(Source data Opens)

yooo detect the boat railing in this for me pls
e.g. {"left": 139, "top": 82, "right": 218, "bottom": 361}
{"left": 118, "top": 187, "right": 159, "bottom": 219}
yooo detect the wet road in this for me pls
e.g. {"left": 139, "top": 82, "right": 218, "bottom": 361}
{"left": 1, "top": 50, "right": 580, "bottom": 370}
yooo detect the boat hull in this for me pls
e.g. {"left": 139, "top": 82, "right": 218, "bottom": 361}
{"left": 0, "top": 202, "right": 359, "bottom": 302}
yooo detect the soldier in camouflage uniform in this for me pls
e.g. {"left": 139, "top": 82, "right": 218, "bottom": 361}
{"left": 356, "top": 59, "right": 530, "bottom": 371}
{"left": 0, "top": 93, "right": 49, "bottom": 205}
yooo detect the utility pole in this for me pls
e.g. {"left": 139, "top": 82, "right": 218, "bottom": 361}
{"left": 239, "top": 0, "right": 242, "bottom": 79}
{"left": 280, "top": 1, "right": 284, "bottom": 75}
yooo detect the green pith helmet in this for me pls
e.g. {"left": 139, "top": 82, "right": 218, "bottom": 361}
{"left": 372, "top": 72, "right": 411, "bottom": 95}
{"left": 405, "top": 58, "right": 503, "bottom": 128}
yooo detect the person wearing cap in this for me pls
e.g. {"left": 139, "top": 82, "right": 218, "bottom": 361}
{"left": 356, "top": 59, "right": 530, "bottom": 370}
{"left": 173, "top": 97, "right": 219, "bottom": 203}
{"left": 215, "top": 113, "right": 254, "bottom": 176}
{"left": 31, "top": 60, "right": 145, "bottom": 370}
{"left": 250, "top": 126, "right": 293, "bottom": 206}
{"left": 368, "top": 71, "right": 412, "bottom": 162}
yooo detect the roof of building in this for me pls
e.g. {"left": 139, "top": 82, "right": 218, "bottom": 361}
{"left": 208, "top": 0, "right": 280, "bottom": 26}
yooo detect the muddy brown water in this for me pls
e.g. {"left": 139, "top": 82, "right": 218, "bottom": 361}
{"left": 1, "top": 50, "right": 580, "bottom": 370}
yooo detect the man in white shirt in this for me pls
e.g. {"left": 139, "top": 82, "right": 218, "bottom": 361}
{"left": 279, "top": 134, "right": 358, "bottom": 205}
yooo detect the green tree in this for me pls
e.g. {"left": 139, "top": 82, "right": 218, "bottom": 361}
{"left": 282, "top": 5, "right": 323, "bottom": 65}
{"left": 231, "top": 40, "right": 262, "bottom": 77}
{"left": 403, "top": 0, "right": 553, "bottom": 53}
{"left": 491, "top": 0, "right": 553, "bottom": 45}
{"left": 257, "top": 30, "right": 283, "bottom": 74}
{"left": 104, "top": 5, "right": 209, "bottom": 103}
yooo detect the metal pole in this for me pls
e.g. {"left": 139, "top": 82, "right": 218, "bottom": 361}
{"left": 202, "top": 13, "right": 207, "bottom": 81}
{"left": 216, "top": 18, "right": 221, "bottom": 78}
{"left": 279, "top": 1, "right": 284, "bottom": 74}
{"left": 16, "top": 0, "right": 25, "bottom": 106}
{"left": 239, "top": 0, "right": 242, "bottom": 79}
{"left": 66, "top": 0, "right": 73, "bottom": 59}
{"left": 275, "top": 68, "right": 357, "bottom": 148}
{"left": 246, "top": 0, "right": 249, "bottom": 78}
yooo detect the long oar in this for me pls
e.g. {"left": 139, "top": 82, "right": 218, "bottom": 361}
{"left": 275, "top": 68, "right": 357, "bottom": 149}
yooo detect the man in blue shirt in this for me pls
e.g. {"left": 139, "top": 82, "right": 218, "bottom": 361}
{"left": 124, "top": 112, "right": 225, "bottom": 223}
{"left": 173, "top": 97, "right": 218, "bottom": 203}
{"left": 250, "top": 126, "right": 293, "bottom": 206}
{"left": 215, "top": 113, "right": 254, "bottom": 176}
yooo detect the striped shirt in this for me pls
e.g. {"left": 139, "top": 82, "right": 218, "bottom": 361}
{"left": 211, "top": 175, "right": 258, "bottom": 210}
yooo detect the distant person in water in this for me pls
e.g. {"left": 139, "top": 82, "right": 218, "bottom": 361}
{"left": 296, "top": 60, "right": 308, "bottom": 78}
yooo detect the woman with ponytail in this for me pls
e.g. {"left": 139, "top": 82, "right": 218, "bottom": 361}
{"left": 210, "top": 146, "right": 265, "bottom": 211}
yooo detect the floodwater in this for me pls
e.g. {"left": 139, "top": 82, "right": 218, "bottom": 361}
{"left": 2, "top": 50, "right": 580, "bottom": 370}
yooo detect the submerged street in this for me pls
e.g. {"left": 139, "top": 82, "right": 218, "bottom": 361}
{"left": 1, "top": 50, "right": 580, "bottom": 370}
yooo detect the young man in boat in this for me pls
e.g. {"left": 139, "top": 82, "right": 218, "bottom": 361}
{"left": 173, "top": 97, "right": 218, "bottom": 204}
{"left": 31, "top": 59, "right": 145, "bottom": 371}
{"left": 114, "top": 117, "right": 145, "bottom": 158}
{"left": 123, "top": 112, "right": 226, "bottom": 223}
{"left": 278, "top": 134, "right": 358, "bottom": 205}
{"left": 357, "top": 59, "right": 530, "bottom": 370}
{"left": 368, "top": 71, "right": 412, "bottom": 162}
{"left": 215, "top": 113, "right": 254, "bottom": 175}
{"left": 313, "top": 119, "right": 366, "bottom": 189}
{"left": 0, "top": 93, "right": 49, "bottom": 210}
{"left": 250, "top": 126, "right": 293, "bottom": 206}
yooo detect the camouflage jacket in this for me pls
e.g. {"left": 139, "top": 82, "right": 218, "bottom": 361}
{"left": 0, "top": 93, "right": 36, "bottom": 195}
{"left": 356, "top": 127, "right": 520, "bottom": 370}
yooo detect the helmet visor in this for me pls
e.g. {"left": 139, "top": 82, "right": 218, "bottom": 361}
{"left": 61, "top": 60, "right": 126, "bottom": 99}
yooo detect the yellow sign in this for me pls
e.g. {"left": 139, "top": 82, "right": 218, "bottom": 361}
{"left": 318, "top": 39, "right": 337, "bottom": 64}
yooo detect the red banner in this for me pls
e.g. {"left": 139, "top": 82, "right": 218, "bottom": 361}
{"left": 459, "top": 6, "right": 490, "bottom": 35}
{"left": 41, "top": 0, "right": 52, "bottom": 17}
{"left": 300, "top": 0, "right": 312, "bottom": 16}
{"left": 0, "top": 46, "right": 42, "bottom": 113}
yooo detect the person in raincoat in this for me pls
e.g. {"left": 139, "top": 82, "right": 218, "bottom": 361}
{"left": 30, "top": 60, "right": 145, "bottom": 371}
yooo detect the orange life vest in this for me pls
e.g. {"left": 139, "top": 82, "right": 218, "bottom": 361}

(Source data Closes)

- Task item -
The answer must be all of the entries, restated exactly.

- Response area -
yooo detect the boat railing in this for me pls
e.g. {"left": 139, "top": 82, "right": 218, "bottom": 361}
{"left": 118, "top": 187, "right": 159, "bottom": 219}
yooo detect the wet road in this for me pls
e.g. {"left": 139, "top": 82, "right": 218, "bottom": 361}
{"left": 1, "top": 50, "right": 580, "bottom": 370}
yooo detect the boat hull in this for me pls
e.g. {"left": 139, "top": 82, "right": 218, "bottom": 361}
{"left": 0, "top": 202, "right": 359, "bottom": 302}
yooo detect the soldier in camouflage uniform in this for me pls
e.g. {"left": 139, "top": 82, "right": 218, "bottom": 361}
{"left": 356, "top": 59, "right": 530, "bottom": 371}
{"left": 0, "top": 93, "right": 49, "bottom": 205}
yooo detect the utility pole in this for me pls
e.g. {"left": 139, "top": 82, "right": 218, "bottom": 361}
{"left": 239, "top": 0, "right": 242, "bottom": 79}
{"left": 280, "top": 1, "right": 284, "bottom": 75}
yooo detect the green pith helmet in this for me pls
e.g. {"left": 139, "top": 82, "right": 218, "bottom": 361}
{"left": 372, "top": 72, "right": 411, "bottom": 95}
{"left": 405, "top": 58, "right": 503, "bottom": 128}
yooo detect the person wearing cap in this for me pls
e.g. {"left": 139, "top": 82, "right": 218, "bottom": 361}
{"left": 356, "top": 59, "right": 530, "bottom": 370}
{"left": 173, "top": 97, "right": 219, "bottom": 203}
{"left": 215, "top": 113, "right": 254, "bottom": 176}
{"left": 31, "top": 60, "right": 145, "bottom": 370}
{"left": 250, "top": 126, "right": 293, "bottom": 206}
{"left": 368, "top": 71, "right": 412, "bottom": 162}
yooo detect the roof of building in this for me pls
e.g. {"left": 139, "top": 82, "right": 218, "bottom": 361}
{"left": 208, "top": 0, "right": 280, "bottom": 26}
yooo detect the muddy brown water in this for me pls
e.g. {"left": 139, "top": 82, "right": 218, "bottom": 361}
{"left": 1, "top": 50, "right": 580, "bottom": 370}
yooo detect the man in white shirt in this for me pls
e.g. {"left": 139, "top": 82, "right": 218, "bottom": 361}
{"left": 279, "top": 134, "right": 358, "bottom": 205}
yooo detect the green tree in this for me pls
e.g. {"left": 139, "top": 82, "right": 218, "bottom": 361}
{"left": 282, "top": 5, "right": 323, "bottom": 65}
{"left": 231, "top": 40, "right": 262, "bottom": 77}
{"left": 403, "top": 0, "right": 553, "bottom": 53}
{"left": 491, "top": 0, "right": 553, "bottom": 45}
{"left": 257, "top": 30, "right": 283, "bottom": 74}
{"left": 104, "top": 5, "right": 209, "bottom": 103}
yooo detect the metal pole in this for me pls
e.g. {"left": 139, "top": 82, "right": 218, "bottom": 361}
{"left": 202, "top": 13, "right": 207, "bottom": 81}
{"left": 216, "top": 18, "right": 221, "bottom": 78}
{"left": 279, "top": 1, "right": 284, "bottom": 74}
{"left": 16, "top": 0, "right": 25, "bottom": 106}
{"left": 239, "top": 0, "right": 242, "bottom": 79}
{"left": 66, "top": 0, "right": 73, "bottom": 59}
{"left": 275, "top": 68, "right": 357, "bottom": 148}
{"left": 246, "top": 0, "right": 249, "bottom": 78}
yooo detect the long oar in this for me pls
e.g. {"left": 139, "top": 82, "right": 218, "bottom": 361}
{"left": 275, "top": 68, "right": 357, "bottom": 149}
yooo detect the man in blue shirt in this for me pls
e.g. {"left": 139, "top": 82, "right": 218, "bottom": 361}
{"left": 124, "top": 112, "right": 225, "bottom": 223}
{"left": 173, "top": 97, "right": 218, "bottom": 203}
{"left": 250, "top": 126, "right": 293, "bottom": 206}
{"left": 215, "top": 113, "right": 254, "bottom": 176}
yooo detect the striped shirt in this for me pls
e.g. {"left": 139, "top": 82, "right": 218, "bottom": 361}
{"left": 211, "top": 175, "right": 258, "bottom": 210}
yooo detect the distant person in water in this for me pls
e.g. {"left": 139, "top": 82, "right": 218, "bottom": 361}
{"left": 296, "top": 60, "right": 308, "bottom": 78}
yooo detect the woman with ponytail in this for me pls
e.g. {"left": 139, "top": 82, "right": 218, "bottom": 361}
{"left": 210, "top": 146, "right": 265, "bottom": 211}
yooo detect the floodwater in this for me pls
e.g. {"left": 139, "top": 82, "right": 218, "bottom": 361}
{"left": 2, "top": 50, "right": 580, "bottom": 370}
yooo detect the submerged street in this for me pls
e.g. {"left": 139, "top": 82, "right": 218, "bottom": 361}
{"left": 1, "top": 50, "right": 580, "bottom": 370}
yooo detect the young man in boat in this for me pls
e.g. {"left": 139, "top": 82, "right": 218, "bottom": 361}
{"left": 173, "top": 97, "right": 218, "bottom": 204}
{"left": 31, "top": 59, "right": 145, "bottom": 371}
{"left": 114, "top": 117, "right": 145, "bottom": 158}
{"left": 123, "top": 112, "right": 226, "bottom": 223}
{"left": 278, "top": 134, "right": 358, "bottom": 205}
{"left": 357, "top": 59, "right": 530, "bottom": 370}
{"left": 368, "top": 71, "right": 412, "bottom": 162}
{"left": 215, "top": 113, "right": 254, "bottom": 175}
{"left": 313, "top": 119, "right": 366, "bottom": 189}
{"left": 0, "top": 93, "right": 49, "bottom": 210}
{"left": 250, "top": 126, "right": 293, "bottom": 206}
yooo detect the camouflage jacket in this for me pls
e.g. {"left": 139, "top": 82, "right": 218, "bottom": 361}
{"left": 0, "top": 93, "right": 36, "bottom": 195}
{"left": 356, "top": 127, "right": 520, "bottom": 370}
yooo detect the helmet visor in this for me pls
e.g. {"left": 139, "top": 82, "right": 218, "bottom": 361}
{"left": 61, "top": 60, "right": 126, "bottom": 99}
yooo detect the yellow sign in this for me pls
e.g. {"left": 139, "top": 82, "right": 218, "bottom": 361}
{"left": 318, "top": 39, "right": 337, "bottom": 64}
yooo detect the red banner in this for me pls
e.g. {"left": 139, "top": 82, "right": 218, "bottom": 361}
{"left": 459, "top": 6, "right": 490, "bottom": 35}
{"left": 41, "top": 0, "right": 52, "bottom": 17}
{"left": 300, "top": 0, "right": 312, "bottom": 16}
{"left": 0, "top": 46, "right": 42, "bottom": 113}
yooo detect the person in raincoat in this for me pls
e.g. {"left": 139, "top": 82, "right": 218, "bottom": 361}
{"left": 30, "top": 60, "right": 145, "bottom": 371}
yooo detect the orange life vest in this for me pls
e.g. {"left": 139, "top": 82, "right": 218, "bottom": 361}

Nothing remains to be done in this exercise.